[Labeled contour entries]
• • • •

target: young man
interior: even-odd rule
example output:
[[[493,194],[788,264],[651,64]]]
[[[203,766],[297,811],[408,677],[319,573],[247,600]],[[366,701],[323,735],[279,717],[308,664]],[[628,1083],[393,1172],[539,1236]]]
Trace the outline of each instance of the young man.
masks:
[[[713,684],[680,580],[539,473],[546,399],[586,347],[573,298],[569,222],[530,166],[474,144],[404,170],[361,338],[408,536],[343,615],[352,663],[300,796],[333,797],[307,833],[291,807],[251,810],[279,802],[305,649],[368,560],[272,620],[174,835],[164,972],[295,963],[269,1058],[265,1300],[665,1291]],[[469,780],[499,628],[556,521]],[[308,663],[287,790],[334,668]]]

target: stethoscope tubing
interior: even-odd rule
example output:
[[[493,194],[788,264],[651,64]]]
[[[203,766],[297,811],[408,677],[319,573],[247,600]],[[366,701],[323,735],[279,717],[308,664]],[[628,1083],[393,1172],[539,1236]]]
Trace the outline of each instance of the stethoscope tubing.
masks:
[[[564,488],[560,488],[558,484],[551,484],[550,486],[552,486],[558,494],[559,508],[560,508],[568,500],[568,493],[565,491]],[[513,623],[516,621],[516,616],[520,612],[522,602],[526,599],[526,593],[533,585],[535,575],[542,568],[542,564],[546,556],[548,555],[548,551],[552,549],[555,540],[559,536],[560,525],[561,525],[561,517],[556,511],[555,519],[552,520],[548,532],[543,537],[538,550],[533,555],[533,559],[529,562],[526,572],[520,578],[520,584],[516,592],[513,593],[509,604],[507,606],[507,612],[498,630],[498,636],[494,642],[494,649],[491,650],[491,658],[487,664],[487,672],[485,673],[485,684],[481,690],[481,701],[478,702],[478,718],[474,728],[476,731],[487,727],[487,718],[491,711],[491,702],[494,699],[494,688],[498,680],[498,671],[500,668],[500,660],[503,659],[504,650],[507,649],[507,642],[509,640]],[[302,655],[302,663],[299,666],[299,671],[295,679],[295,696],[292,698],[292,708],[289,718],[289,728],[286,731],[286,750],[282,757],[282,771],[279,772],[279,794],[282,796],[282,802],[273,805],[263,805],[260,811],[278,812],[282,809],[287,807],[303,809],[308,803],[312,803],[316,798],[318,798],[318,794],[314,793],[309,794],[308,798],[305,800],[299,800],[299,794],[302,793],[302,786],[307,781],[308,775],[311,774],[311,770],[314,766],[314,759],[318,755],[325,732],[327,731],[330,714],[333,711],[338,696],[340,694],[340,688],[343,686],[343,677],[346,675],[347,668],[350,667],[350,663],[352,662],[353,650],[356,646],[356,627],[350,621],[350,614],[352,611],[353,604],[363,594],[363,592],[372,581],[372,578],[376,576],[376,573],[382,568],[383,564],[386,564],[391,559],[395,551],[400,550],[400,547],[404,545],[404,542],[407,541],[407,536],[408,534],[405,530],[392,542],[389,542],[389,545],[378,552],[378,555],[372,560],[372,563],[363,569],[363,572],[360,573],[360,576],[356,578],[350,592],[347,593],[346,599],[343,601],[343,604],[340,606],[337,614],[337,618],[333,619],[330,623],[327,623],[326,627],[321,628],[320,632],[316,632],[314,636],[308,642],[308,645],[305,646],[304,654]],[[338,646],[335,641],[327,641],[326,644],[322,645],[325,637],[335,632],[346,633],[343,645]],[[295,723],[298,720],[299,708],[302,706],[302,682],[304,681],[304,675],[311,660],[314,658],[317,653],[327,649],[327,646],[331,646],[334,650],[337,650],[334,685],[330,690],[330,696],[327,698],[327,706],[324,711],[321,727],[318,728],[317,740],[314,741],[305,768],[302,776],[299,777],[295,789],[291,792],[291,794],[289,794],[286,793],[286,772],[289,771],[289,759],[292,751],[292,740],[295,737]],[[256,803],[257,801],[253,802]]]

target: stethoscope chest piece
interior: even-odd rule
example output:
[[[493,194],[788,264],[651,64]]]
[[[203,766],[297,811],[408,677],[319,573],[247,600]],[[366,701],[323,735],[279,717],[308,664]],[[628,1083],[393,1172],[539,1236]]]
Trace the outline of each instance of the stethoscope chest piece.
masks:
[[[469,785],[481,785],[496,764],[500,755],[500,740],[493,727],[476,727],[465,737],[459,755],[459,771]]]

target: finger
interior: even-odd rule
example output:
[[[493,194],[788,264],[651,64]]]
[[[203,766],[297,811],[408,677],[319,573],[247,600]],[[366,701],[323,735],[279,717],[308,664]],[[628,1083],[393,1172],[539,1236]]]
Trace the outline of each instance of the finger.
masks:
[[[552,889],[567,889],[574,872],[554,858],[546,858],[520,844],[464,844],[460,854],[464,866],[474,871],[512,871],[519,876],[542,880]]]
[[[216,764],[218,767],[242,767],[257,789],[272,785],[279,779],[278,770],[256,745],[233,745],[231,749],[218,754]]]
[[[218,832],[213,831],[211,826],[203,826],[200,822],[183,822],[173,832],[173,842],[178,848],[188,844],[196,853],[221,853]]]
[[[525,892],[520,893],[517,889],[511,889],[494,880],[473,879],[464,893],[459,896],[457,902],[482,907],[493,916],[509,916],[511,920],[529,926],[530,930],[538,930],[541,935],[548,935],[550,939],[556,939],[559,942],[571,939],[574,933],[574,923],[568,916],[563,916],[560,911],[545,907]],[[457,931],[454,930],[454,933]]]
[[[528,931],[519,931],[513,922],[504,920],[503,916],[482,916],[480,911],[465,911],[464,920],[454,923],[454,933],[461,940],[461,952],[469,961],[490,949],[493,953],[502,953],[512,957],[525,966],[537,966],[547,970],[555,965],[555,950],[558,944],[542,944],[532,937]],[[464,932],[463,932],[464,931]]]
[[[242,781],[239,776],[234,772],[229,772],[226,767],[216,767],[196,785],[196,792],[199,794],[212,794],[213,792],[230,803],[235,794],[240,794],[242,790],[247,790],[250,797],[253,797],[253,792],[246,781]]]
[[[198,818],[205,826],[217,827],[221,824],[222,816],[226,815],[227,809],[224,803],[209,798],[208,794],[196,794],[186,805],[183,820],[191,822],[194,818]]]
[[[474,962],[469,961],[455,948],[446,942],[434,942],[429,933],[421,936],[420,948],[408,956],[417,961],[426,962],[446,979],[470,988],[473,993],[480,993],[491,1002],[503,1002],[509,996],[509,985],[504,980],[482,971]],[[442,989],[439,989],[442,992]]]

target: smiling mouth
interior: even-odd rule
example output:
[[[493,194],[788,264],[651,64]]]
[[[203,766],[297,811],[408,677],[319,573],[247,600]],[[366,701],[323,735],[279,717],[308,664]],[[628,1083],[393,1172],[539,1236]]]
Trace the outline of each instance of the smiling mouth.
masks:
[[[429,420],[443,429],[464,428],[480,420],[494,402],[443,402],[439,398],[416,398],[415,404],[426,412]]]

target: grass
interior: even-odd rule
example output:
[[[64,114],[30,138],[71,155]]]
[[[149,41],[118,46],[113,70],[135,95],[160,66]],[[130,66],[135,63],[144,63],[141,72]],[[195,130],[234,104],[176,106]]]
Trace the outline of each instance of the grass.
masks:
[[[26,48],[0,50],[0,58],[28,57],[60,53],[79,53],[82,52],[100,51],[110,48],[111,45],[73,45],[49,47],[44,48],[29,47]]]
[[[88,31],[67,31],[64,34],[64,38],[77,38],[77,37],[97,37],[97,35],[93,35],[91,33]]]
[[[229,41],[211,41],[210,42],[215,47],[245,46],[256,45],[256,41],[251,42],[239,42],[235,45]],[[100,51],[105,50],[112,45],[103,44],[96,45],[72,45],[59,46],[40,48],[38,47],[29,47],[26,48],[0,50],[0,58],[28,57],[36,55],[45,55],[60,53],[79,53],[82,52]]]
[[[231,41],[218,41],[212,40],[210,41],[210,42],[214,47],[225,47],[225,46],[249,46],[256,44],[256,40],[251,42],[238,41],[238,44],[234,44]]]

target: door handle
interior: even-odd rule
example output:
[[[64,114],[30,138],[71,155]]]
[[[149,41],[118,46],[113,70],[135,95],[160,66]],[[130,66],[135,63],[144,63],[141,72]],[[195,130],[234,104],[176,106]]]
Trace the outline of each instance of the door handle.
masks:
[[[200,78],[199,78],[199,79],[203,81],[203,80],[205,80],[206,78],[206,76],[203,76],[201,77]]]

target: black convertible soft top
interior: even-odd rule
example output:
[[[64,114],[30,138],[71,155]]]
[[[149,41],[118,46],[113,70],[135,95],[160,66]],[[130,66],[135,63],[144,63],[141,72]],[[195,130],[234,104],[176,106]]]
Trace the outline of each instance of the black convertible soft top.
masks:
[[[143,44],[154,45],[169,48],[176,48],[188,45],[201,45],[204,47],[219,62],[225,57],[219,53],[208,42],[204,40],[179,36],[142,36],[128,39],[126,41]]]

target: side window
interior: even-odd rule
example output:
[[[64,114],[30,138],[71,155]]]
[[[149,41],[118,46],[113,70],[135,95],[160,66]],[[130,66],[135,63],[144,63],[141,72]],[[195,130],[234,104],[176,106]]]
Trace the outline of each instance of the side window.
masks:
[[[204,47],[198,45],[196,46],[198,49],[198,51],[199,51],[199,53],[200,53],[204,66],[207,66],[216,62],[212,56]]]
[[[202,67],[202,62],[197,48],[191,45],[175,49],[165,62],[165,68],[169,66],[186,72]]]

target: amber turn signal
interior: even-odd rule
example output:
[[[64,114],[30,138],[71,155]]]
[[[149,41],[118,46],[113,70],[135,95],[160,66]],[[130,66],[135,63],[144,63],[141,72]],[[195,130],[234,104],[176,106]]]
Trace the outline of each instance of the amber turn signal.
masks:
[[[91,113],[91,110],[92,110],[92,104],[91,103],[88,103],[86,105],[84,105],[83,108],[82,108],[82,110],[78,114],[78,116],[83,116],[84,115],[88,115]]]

• • • •

• Given problem: Collect every line of the records that contains the string "convertible", matching case exactly.

• Task output:
target: black convertible soft top
Trace the outline of each instance of the black convertible soft top.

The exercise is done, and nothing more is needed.